▸ **Extract provided**:
Using the thread pool effectively is closely linked with knowing what you need from your threads. If you need a guarantee of service, you'll need to manage it yourself. For most cases, using the pool will provide you with the optimal performance. If you have hard restrictions and need tight control of your threads, it probably makes more sense to use native threads anyway, so be wary about handling managed threads yourself. If you do decide to write managed code and handle the threading on your own, make sure that you don't spawn threads on a per-connection basis: this will only hurt performance. As a rule of thumb, you should only choose to handle threads yourself in the managed world in very specific scenarios where there is a large, time-consuming task that is done rarely. One example might be filling a large cache in the background, or writing out a large file to disk.

Tuning for Speed

The thread pool sets a limit on how many threads should be active, and if many of them block then the pool will starve. Ideally, you should use the thread pool for short-lived, non-blocking threads. In server applications, you want to answer each request quickly and efficiently. If you spin up a new thread for every request, you deal with a lot of overhead. The solution is to recycle your threads, taking care to clean up and return the state of every thread upon completion. These are the scenarios were the thread pool is a major performance and design win, and where you should make good use of the technology. The thread pool handles the state cleanup for you, and makes sure the optimal number of threads are in use at a given time. In other situations, it may make more sense to handle threading on your own.

While the CLR can use type-safety to make guarantees about processes to ensure that AppDomains can share the same process, no such guarantee exists with threads. The programmer is responsible for writing well-behaved threads, and all your knowledge from native code still applies.

▸ **Data lines**:
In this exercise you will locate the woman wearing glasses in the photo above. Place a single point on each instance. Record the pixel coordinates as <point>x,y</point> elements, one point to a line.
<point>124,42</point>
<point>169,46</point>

▸ **Exercise instructions**:
- A) Answer these from the passage on the thread pool:
(i) When you handle threads yourself in managed code, what should you avoid doing?
(ii) What happens to the pool if many of its threads block?
(iii) Who is responsible for writing well-behaved threads?
- B) List every job the passage on the thread pool says the pool itself does.
- C) Carry on writing the passage on the thread pool from its final sentence.

▸ **Outputs in order**:
- A)
(i) Spawning threads on a per-connection basis.
(ii) The pool will starve.
(iii) The programmer.

- B)
- It sets a limit on how many threads should be active.
- It handles the state cleanup.
- It makes sure the optimal number of threads are in use at a given time.

- C)
Below we have an example of a simple application that takes advantage of the thread pool. It creates a bunch of worker threads, and then has them perform a simple task before closing them. I've taken out some error-checking, but this is the same code that can be found in the Framework SDK folder under "Samples\Threading\Threadpool". In this example we have some code that creates a simple work item, and uses the threadpool to have multiple threads handle these items without the programmer having to manage them. Check out the ReadMe.html file for more information.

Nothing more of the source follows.